start Task inputs

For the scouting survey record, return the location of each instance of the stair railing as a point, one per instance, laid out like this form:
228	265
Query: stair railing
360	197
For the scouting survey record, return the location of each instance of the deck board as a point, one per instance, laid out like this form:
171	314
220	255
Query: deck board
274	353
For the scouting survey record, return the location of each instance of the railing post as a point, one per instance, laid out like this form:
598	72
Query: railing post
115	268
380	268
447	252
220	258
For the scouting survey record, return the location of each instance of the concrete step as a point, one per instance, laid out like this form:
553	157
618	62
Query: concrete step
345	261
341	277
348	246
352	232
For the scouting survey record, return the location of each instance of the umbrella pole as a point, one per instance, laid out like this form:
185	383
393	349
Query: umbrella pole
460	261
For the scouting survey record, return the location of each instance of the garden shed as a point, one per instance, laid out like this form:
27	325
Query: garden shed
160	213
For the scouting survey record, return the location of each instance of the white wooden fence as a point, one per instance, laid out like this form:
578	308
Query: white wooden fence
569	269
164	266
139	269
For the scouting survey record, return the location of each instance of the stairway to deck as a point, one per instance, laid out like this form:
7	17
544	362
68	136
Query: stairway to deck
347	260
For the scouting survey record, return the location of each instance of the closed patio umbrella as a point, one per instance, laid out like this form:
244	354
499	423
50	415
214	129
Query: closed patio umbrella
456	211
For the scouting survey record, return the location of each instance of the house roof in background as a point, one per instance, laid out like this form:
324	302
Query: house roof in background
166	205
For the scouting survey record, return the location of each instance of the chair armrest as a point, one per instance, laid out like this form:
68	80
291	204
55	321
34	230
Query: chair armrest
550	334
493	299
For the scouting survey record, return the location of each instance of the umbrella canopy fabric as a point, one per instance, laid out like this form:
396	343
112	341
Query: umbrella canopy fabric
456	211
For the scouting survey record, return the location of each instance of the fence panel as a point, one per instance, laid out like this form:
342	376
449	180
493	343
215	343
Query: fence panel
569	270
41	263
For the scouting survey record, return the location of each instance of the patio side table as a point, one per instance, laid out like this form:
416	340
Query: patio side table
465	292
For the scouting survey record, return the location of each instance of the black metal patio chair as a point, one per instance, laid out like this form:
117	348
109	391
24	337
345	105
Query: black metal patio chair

end Task inputs

Request:
Please copy out the data word for word, from the line containing "of the black" through the end of the data, including both ends.

Result for this task:
For the scouting survey record, return the location of each instance of the black metal patio chair as a point, one per instance, laid out like this form:
117	348
109	391
24	337
345	105
Query: black metal patio chair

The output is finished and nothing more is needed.